GIVEN TASK:
Retype the lines of the records below exactly, starting at the line that contains "Mark every instance of the lettuce" and ending at the line that contains "x=393, y=796".

RECORDS FOR THIS EXERCISE:
==*==

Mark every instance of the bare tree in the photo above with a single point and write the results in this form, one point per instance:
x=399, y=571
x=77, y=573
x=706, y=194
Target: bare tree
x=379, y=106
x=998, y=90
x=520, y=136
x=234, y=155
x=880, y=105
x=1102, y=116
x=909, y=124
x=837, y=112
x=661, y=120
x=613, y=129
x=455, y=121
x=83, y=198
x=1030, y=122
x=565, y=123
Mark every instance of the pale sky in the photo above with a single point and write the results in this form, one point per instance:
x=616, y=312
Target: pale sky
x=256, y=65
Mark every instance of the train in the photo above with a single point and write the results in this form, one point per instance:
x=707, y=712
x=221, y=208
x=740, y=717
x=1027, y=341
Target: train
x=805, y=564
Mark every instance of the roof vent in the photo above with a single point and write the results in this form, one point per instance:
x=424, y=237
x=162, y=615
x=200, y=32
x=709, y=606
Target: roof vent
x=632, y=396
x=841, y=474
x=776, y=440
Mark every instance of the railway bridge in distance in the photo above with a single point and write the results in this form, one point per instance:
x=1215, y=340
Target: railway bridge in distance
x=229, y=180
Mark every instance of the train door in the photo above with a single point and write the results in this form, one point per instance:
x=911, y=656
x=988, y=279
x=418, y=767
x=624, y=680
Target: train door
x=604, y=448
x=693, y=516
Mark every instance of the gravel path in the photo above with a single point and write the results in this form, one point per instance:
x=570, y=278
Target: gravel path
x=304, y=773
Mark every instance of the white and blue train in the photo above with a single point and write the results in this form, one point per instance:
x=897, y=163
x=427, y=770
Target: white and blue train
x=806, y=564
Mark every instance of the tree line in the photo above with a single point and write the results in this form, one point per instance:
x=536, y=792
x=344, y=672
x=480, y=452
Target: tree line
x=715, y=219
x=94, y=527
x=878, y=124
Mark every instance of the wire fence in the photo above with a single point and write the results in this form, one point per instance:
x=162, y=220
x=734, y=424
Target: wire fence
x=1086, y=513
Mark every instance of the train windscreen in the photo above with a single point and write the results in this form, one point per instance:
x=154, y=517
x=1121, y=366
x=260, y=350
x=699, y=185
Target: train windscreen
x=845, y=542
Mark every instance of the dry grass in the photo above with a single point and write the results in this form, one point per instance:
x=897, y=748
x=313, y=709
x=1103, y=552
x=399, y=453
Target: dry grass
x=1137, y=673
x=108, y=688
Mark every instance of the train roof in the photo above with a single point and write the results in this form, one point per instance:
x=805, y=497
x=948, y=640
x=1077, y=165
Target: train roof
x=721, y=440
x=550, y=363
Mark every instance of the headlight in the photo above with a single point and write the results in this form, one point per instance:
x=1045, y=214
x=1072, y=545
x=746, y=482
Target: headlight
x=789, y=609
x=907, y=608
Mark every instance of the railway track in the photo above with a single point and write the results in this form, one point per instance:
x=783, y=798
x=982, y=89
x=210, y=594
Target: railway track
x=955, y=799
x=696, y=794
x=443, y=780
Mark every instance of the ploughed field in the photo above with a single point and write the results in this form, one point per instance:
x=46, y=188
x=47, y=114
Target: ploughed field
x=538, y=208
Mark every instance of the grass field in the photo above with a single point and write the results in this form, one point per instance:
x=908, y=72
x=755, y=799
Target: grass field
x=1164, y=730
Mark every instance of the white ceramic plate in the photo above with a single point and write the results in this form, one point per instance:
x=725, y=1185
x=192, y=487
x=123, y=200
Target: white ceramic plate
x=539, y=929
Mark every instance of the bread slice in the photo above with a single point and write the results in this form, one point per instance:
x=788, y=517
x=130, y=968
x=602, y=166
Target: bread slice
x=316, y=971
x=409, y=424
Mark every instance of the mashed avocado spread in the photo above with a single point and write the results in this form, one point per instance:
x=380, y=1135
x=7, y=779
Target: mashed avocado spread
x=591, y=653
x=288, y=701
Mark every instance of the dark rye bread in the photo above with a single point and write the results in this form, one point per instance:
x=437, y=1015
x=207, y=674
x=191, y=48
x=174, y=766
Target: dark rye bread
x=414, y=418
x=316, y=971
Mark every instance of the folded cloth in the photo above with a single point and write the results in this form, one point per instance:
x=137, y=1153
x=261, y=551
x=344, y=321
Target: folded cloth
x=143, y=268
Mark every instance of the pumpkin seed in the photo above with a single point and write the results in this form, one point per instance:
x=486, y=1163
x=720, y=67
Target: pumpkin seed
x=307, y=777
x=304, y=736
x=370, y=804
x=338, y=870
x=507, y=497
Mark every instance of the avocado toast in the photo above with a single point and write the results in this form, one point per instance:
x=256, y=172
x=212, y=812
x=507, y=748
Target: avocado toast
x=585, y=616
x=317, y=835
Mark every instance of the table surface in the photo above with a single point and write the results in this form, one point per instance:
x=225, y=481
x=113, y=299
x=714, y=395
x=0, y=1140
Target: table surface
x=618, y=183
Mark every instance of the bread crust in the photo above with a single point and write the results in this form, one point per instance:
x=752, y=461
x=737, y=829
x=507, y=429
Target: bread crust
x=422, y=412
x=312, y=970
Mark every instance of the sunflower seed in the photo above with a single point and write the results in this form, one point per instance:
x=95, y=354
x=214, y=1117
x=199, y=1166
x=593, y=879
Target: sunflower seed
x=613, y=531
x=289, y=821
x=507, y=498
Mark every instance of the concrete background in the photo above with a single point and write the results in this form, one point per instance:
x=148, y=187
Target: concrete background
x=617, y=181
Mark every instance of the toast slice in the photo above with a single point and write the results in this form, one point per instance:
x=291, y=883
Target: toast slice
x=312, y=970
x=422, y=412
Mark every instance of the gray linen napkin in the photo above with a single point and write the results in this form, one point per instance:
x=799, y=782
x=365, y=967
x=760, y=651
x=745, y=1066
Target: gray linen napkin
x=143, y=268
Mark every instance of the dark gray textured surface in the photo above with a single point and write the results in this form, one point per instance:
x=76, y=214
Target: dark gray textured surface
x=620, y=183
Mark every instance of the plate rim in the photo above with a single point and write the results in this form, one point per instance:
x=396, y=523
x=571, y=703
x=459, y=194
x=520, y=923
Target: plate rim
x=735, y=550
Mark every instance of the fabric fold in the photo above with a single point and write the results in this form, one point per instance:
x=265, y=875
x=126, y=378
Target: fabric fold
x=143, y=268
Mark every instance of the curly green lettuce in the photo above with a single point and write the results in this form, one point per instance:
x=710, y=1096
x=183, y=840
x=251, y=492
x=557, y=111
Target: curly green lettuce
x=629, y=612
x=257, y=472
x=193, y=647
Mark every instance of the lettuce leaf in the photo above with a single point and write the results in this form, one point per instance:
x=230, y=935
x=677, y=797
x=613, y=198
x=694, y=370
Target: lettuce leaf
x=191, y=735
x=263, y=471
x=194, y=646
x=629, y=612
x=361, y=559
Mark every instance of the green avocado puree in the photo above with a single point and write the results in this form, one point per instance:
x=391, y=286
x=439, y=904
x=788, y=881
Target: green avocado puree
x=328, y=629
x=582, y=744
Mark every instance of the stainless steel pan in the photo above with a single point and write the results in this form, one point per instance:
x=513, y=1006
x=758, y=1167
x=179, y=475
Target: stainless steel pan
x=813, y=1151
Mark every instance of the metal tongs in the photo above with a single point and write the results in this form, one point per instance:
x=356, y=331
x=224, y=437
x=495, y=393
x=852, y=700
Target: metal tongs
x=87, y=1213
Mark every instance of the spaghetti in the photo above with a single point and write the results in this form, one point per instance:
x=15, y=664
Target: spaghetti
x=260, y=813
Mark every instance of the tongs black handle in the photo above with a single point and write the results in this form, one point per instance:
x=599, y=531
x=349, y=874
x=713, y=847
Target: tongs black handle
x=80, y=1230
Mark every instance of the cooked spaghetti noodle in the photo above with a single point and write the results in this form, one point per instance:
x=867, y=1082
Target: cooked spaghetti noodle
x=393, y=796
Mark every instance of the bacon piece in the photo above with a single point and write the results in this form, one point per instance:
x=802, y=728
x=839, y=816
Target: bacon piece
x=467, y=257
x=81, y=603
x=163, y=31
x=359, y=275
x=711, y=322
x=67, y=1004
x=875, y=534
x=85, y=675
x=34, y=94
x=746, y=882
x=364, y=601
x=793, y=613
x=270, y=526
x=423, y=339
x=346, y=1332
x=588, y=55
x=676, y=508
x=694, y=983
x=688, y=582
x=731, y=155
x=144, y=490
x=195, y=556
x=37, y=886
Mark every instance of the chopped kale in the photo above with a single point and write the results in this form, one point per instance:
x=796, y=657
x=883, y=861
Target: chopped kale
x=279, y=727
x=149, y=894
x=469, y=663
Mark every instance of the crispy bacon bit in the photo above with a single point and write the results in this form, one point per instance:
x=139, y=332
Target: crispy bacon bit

==*==

SOLUTION TO THE PROBLEM:
Mark every instance of the lettuce leaf in the photo above with a single point and write the results in this form, one point per instance:
x=230, y=935
x=677, y=797
x=613, y=198
x=694, y=370
Target: lettuce leaf
x=191, y=735
x=263, y=471
x=194, y=646
x=629, y=612
x=361, y=559
Mark every instance of the green avocado puree in the photo above with a single point and write the results in this form, one point per instance:
x=391, y=286
x=439, y=904
x=788, y=881
Target: green avocado puree
x=328, y=629
x=582, y=744
Mark every instance of the stainless steel pan in the photo above with a single point and write the results in this form, one point per instance:
x=513, y=1006
x=758, y=1167
x=179, y=475
Target: stainless steel pan
x=813, y=1151
Mark every instance of the metal tongs in the photo above with a single point and write the results in this form, one point per instance:
x=356, y=331
x=224, y=437
x=495, y=393
x=852, y=700
Target: metal tongs
x=87, y=1213
Mark every instance of the spaghetti in the photo above with a single point and write the results in this form, one point per instance:
x=15, y=664
Target: spaghetti
x=260, y=813
Mark every instance of the tongs black handle in the photo above with a single point and write the results in this form, one point per instance:
x=599, y=531
x=349, y=874
x=713, y=847
Target: tongs black handle
x=80, y=1230
Mark every instance of the cooked spaghetti noodle in the photo above with a single point and write the results in this form, one point per instance:
x=867, y=1082
Target: cooked spaghetti noodle
x=393, y=796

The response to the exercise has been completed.